▶ Job
Return every record exactly as written.

▶ Data to process

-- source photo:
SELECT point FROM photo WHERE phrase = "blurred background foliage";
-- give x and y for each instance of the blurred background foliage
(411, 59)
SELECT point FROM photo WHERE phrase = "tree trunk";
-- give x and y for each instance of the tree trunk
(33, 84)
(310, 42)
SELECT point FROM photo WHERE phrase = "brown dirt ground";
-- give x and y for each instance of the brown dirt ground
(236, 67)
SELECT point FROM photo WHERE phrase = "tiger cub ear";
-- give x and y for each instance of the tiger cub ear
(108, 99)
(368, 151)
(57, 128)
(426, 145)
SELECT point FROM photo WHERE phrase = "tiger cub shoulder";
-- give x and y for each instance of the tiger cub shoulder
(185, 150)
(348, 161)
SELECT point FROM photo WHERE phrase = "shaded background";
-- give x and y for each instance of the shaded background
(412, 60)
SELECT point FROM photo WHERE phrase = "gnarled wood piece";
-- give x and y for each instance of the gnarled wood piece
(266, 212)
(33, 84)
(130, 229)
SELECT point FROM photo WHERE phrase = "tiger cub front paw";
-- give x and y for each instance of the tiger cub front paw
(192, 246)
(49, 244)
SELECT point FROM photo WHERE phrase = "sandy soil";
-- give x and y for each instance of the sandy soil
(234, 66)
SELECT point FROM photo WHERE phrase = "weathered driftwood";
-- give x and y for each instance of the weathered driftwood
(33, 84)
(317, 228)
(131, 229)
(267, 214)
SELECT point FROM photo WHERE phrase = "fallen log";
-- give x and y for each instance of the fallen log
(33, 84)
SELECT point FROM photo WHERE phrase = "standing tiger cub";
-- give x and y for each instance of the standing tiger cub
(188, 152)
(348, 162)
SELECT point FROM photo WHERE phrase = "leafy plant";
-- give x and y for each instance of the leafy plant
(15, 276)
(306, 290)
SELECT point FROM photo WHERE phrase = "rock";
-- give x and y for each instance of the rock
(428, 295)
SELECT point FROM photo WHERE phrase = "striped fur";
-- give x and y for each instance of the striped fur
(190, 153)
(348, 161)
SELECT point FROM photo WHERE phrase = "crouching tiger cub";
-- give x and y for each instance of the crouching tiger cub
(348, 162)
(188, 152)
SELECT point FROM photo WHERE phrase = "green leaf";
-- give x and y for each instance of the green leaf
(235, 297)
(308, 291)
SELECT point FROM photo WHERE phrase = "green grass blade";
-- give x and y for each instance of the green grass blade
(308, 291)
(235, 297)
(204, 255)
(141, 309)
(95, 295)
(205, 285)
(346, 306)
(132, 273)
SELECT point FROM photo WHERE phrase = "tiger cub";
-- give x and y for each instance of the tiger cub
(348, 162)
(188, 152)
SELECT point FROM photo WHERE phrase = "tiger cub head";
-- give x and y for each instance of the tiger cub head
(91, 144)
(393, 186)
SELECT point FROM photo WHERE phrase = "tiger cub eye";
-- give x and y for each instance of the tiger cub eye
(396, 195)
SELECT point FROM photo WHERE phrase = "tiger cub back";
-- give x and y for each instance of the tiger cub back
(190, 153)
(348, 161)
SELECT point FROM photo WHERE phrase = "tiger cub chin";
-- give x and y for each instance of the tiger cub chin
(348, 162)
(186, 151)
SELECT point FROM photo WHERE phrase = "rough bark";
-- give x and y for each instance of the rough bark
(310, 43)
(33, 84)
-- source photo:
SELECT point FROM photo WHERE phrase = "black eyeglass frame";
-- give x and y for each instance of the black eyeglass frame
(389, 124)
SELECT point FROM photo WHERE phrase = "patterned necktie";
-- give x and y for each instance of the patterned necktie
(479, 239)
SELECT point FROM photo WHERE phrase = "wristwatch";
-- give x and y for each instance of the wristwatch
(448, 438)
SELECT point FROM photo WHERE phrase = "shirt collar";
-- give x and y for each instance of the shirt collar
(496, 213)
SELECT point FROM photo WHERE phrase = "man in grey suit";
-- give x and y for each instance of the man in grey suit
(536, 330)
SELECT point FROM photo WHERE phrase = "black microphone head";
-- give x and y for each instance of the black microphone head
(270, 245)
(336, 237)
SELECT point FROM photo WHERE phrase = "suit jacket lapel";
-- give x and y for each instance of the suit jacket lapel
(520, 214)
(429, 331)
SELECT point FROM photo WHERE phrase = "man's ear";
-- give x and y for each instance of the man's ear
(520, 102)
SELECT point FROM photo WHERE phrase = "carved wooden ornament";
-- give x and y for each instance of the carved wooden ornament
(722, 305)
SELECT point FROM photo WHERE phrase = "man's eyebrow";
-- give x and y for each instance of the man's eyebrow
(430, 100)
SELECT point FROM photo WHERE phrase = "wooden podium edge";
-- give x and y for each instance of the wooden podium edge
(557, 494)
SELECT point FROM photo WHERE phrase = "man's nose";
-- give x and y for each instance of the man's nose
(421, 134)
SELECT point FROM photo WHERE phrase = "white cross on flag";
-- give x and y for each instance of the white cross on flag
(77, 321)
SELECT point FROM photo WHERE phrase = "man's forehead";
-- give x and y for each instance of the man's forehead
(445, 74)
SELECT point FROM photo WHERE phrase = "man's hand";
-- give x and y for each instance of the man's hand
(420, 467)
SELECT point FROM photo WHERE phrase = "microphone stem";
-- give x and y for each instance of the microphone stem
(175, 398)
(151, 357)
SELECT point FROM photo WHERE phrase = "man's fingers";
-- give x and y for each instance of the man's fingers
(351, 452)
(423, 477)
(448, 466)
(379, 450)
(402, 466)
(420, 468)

▶ The response
-- source photo:
SELECT point FROM photo WHERE phrase = "blurred background foliage";
-- give x and y for each instance of the blurred background foliage
(411, 59)
SELECT point FROM photo WHERE phrase = "tree trunk";
-- give x and y for each instance of the tree trunk
(33, 84)
(310, 42)
SELECT point FROM photo WHERE phrase = "brown dirt ground";
-- give x and y for each instance of the brown dirt ground
(236, 67)
SELECT point FROM photo WHERE phrase = "tiger cub ear";
-- give x and y for each instance of the tiger cub ear
(108, 99)
(368, 151)
(57, 128)
(426, 145)
SELECT point FROM photo WHERE phrase = "tiger cub shoulder";
-- give x and y for each instance of the tiger cub shoulder
(185, 150)
(348, 161)
SELECT point FROM photo WHERE phrase = "shaded background";
-- give x and y for each instance of the shaded background
(412, 60)
SELECT point FROM photo WHERE phrase = "gnarled wood piece";
-- give x and y for each instance of the gnarled wood piece
(266, 212)
(33, 84)
(130, 229)
SELECT point FROM photo WHERE phrase = "tiger cub front paw";
-- give x and y for each instance of the tiger cub front paw
(192, 246)
(49, 244)
SELECT point FROM photo WHERE phrase = "sandy soil";
-- give x and y for each instance of the sandy soil
(234, 66)
SELECT point FROM photo WHERE phrase = "weathered driftwood";
-- give x and y for each instance of the weathered driftwood
(33, 84)
(317, 228)
(131, 229)
(267, 214)
SELECT point FROM photo WHERE phrase = "fallen log";
-- give x and y for each instance of the fallen log
(33, 84)
SELECT point FROM photo WHERE phrase = "standing tiger cub";
-- give x and y for each instance of the standing tiger cub
(188, 152)
(348, 162)
SELECT point FROM photo WHERE phrase = "leafy plant";
-- give x and y for each instance of the leafy plant
(15, 276)
(306, 290)
SELECT point FROM photo WHERE phrase = "rock";
-- give x and y for each instance of the rock
(428, 295)
SELECT point FROM photo WHERE phrase = "striped fur";
-- give x and y for each instance of the striped fur
(190, 153)
(348, 161)
SELECT point FROM photo WHERE phrase = "crouching tiger cub";
-- give x and y for each instance of the crouching tiger cub
(348, 162)
(188, 152)
SELECT point FROM photo WHERE phrase = "green leaf";
-- give x and y for each instance of the green leaf
(235, 297)
(308, 291)
SELECT point FROM photo WHERE phrase = "green grass blade";
-- give x and y for each instance of the green grass blade
(308, 291)
(235, 297)
(204, 255)
(141, 309)
(95, 295)
(205, 285)
(346, 306)
(132, 273)
SELECT point FROM photo WHERE phrase = "tiger cub";
-- give x and y for each instance of the tiger cub
(348, 162)
(188, 152)
SELECT point FROM photo WHERE phrase = "tiger cub head";
-- give x and y for each instance of the tiger cub head
(91, 144)
(393, 186)
SELECT point FROM photo WHERE phrase = "tiger cub eye";
-- give x and y for each instance of the tiger cub eye
(396, 195)
SELECT point FROM photo WHERE phrase = "tiger cub back";
-- give x and y for each instance of the tiger cub back
(190, 153)
(348, 161)
SELECT point FROM photo WHERE phrase = "tiger cub chin";
-- give x and y for each instance of the tiger cub chin
(348, 162)
(186, 151)
SELECT point FROM photo WHERE phrase = "rough bark";
-- give x and y for each instance of the rough bark
(310, 43)
(33, 84)
-- source photo:
SELECT point FROM photo WHERE phrase = "black eyeglass frame";
-- give x and y for each instance of the black eyeglass frame
(389, 124)
SELECT point FROM photo WHERE phrase = "patterned necktie";
-- give x and y for each instance of the patterned necktie
(479, 239)
SELECT point FROM photo WHERE phrase = "wristwatch";
-- give x and y for each instance of the wristwatch
(448, 438)
SELECT point FROM photo WHERE phrase = "shirt collar";
-- give x and y for each instance of the shirt collar
(496, 213)
SELECT point FROM photo WHERE phrase = "man in grey suit";
-- give x and y for each instance of the man in grey suit
(536, 330)
SELECT point FROM photo WHERE phrase = "black microphone head";
-- give x and y for each instance of the black microphone head
(270, 245)
(336, 237)
SELECT point FROM photo WHERE phrase = "suit jacket lapel";
-- give x and y for each instance of the suit jacket lapel
(520, 214)
(429, 331)
SELECT point FROM photo WHERE phrase = "man's ear";
-- give x and y for each instance of the man's ear
(520, 102)
SELECT point FROM photo WHERE phrase = "carved wooden ornament";
-- give x and y for each instance of the carved wooden ornament
(722, 305)
SELECT point FROM photo WHERE phrase = "man's eyebrow";
-- give x and y for each instance of the man's eyebrow
(430, 100)
SELECT point FROM photo WHERE phrase = "wooden podium edge";
-- give x and y for each instance of the wooden podium edge
(557, 494)
SELECT point FROM photo WHERE phrase = "man's nose";
-- give x and y for each instance of the man's nose
(421, 134)
SELECT point FROM photo WHERE phrase = "white cross on flag";
-- give x and y for each instance of the white cross on flag
(77, 321)
SELECT point FROM photo WHERE phrase = "man's forehead";
-- give x and y for each instance of the man's forehead
(445, 74)
SELECT point FROM photo WHERE phrase = "man's hand";
-- give x and y for each instance of the man's hand
(420, 467)
SELECT point FROM photo WHERE phrase = "microphone stem";
-- give x and y for each instance of the microphone stem
(175, 398)
(151, 357)
SELECT point FROM photo WHERE phrase = "man's fingers";
-- give x and y for each instance of the man's fingers
(351, 452)
(423, 477)
(448, 466)
(379, 450)
(402, 466)
(420, 468)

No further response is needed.